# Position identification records
— Start —

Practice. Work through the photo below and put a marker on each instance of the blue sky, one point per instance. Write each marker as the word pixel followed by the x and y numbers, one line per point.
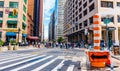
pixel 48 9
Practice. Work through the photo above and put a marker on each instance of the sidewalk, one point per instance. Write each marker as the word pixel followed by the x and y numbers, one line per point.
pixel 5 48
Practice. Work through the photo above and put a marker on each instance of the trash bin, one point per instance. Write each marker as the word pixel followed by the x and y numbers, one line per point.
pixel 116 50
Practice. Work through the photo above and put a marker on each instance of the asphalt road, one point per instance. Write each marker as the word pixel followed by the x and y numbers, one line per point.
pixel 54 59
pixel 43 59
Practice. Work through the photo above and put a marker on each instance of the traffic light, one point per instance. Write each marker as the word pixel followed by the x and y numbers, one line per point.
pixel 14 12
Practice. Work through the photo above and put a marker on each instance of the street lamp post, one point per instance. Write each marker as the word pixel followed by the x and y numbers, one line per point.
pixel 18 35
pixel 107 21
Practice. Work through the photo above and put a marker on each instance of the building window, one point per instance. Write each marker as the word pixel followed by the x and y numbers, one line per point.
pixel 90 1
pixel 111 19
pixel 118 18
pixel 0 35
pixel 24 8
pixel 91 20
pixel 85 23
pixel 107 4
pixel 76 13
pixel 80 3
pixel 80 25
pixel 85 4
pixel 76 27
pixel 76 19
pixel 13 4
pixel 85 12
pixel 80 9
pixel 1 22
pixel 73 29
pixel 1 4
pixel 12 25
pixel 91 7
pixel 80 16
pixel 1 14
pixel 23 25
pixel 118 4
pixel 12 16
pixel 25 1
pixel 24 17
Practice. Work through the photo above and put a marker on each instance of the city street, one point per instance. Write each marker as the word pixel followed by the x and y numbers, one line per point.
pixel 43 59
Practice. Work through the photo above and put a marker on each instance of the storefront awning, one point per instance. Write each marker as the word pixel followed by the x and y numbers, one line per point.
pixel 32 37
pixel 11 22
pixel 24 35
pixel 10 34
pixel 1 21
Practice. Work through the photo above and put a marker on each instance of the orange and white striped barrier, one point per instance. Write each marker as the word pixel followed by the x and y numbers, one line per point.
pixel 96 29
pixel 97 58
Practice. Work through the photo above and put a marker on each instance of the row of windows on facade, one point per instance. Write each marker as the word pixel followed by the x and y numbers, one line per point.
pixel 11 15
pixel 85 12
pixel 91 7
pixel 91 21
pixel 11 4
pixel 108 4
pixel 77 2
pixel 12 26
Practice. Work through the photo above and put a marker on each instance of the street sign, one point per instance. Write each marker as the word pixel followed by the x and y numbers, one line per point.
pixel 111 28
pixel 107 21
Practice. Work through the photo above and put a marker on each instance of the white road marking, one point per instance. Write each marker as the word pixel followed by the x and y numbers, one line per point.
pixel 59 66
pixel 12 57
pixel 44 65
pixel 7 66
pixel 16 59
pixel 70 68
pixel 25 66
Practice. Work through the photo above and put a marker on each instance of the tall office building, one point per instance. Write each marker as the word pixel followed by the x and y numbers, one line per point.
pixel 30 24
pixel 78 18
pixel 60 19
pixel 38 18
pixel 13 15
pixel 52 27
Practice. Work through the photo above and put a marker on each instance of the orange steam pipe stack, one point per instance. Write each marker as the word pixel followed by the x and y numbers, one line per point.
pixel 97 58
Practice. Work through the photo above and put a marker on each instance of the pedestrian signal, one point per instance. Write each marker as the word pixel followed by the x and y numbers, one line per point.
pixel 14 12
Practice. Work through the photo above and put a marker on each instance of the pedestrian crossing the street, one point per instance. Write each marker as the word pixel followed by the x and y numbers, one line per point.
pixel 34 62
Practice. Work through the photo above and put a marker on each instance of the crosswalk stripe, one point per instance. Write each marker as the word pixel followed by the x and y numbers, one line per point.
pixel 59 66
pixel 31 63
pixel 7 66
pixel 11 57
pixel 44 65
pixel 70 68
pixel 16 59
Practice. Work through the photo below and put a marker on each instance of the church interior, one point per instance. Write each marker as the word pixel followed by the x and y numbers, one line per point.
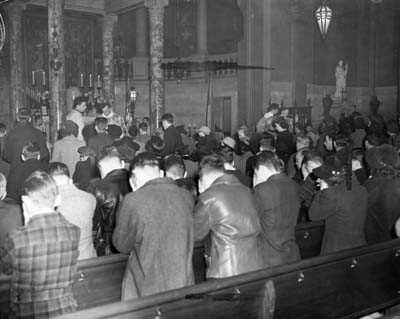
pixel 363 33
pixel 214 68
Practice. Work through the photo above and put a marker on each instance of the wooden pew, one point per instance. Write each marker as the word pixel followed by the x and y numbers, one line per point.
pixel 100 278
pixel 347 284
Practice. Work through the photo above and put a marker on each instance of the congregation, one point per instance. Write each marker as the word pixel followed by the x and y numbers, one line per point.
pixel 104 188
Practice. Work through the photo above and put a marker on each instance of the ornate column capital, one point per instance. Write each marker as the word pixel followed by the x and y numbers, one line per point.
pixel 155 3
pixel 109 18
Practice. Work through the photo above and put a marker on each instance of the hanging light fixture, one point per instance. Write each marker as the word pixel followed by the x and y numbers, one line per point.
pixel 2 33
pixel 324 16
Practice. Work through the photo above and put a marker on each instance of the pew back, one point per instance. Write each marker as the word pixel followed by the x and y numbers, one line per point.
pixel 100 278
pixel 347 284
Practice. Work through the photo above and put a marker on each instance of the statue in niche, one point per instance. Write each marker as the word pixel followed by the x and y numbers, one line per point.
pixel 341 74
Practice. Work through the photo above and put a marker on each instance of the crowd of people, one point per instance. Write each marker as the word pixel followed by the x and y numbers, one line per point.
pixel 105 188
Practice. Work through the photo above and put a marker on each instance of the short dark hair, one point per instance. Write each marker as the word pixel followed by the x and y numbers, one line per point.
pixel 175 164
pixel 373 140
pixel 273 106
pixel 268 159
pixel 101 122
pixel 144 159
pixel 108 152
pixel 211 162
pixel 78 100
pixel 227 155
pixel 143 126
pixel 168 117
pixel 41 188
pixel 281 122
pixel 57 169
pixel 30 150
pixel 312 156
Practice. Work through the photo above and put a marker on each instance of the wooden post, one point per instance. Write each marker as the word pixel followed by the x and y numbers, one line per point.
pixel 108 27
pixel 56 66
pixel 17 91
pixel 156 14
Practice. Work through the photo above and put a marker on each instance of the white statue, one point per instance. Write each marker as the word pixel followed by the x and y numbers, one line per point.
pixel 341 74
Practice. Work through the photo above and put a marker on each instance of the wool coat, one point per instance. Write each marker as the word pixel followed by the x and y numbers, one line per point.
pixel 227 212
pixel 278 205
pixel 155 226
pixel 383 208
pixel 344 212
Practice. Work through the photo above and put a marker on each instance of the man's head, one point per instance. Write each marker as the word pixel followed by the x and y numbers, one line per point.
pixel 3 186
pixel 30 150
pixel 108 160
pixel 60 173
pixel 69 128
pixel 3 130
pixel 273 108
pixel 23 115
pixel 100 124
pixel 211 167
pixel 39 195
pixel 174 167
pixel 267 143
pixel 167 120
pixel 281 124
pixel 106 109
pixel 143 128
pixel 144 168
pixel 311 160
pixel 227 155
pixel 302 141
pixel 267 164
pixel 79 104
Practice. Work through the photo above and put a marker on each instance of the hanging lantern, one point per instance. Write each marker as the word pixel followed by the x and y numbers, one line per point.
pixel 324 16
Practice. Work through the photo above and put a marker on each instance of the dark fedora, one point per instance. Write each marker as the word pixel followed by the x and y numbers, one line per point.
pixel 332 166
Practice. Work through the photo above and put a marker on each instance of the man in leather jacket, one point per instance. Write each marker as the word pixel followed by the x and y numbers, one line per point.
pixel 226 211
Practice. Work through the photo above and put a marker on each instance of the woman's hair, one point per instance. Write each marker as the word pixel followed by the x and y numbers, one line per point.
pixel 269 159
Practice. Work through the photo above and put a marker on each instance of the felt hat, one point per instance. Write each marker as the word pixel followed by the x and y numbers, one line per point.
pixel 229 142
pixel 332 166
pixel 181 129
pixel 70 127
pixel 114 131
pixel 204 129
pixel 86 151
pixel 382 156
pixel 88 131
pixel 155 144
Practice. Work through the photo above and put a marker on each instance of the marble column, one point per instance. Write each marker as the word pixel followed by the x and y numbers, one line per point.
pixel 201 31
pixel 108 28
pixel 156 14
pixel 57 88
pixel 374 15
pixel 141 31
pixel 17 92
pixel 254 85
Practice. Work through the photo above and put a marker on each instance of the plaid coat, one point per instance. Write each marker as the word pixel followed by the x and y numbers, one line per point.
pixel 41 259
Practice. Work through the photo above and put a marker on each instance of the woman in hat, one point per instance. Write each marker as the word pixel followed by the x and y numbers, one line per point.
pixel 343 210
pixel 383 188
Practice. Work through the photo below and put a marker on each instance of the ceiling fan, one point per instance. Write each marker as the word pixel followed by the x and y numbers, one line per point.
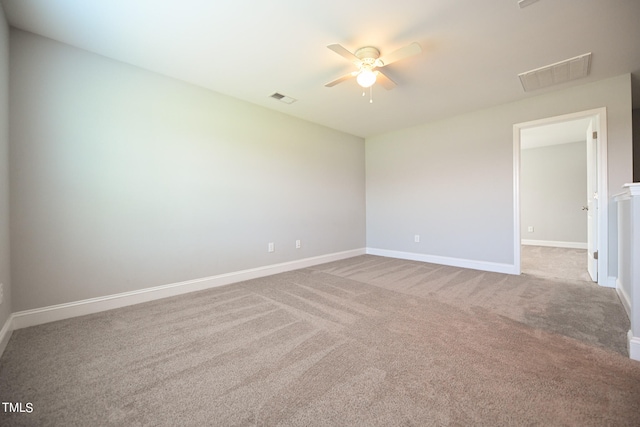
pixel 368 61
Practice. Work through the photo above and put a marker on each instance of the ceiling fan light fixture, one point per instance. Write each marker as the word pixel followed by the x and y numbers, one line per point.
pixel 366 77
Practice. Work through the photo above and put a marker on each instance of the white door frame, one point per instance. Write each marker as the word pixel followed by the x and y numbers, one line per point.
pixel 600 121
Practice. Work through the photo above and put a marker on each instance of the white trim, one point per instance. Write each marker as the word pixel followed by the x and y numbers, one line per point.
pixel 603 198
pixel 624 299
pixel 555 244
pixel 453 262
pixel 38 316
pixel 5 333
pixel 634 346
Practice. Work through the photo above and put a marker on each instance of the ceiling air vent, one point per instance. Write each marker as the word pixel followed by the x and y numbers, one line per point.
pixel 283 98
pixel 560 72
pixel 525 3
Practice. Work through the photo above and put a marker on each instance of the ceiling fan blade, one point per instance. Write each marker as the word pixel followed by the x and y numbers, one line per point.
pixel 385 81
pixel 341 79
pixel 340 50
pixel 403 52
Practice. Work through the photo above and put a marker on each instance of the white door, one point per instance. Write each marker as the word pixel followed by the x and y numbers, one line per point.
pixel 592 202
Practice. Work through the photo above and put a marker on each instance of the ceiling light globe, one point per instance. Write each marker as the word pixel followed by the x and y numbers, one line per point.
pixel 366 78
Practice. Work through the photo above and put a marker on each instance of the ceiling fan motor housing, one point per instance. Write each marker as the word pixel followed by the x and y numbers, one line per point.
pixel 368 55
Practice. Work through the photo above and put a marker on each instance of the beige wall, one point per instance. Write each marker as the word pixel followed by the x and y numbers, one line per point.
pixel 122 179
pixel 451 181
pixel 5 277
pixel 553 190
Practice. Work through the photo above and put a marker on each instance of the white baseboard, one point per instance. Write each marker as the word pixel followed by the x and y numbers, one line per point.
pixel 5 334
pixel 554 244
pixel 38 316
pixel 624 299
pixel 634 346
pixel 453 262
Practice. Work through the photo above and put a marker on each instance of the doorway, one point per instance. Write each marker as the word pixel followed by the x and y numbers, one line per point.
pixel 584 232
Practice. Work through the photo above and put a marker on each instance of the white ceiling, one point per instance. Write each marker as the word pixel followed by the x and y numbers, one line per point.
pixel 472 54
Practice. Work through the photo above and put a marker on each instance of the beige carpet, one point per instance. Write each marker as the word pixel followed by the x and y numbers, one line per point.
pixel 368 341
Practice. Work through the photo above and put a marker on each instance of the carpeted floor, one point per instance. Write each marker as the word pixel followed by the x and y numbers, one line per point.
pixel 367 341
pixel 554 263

— End —
— Start —

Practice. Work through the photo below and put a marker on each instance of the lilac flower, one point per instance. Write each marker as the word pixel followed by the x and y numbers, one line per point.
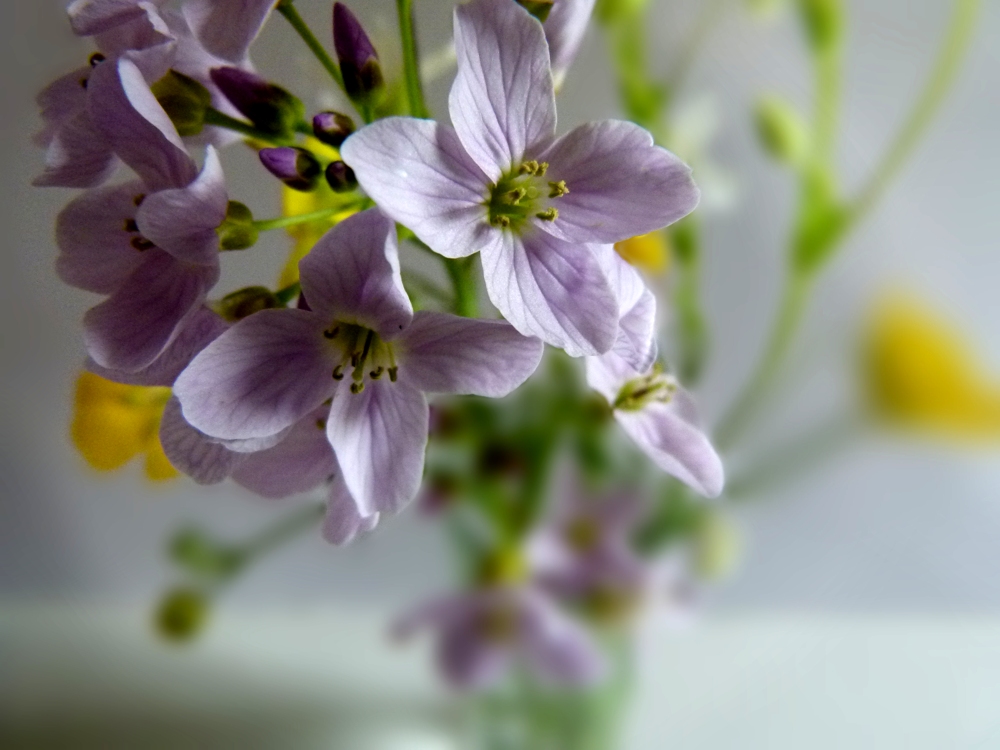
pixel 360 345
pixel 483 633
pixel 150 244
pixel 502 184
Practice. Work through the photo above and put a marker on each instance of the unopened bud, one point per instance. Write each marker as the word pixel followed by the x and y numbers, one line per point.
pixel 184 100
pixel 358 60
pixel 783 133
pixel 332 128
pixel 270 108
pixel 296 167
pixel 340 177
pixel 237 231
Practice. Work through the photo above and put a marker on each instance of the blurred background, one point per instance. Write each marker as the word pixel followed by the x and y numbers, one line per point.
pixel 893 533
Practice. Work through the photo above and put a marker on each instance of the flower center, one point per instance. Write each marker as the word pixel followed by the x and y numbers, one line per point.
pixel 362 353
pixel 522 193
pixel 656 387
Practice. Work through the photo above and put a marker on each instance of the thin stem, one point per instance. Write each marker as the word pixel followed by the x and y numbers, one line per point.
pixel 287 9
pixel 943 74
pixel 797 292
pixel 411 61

— End —

# What is being asked
Please output these lines again without any change, starting with the line containing "white trim, one" and going on through the line containing "pixel 525 3", both of those included.

# Exercise output
Practice. Work through the photo above and put a marker on each instance of the white trim, one point per instance. Write each marker as the word pixel followed by the x and y numbers, one line per point.
pixel 603 198
pixel 624 299
pixel 555 244
pixel 453 262
pixel 38 316
pixel 5 333
pixel 634 346
Practice. Work through the photo above and put a marker on each instance of the ceiling air vent, one point per instance. Write each marker as the word pixel followed by the x and y numbers, one line per point.
pixel 283 98
pixel 560 72
pixel 525 3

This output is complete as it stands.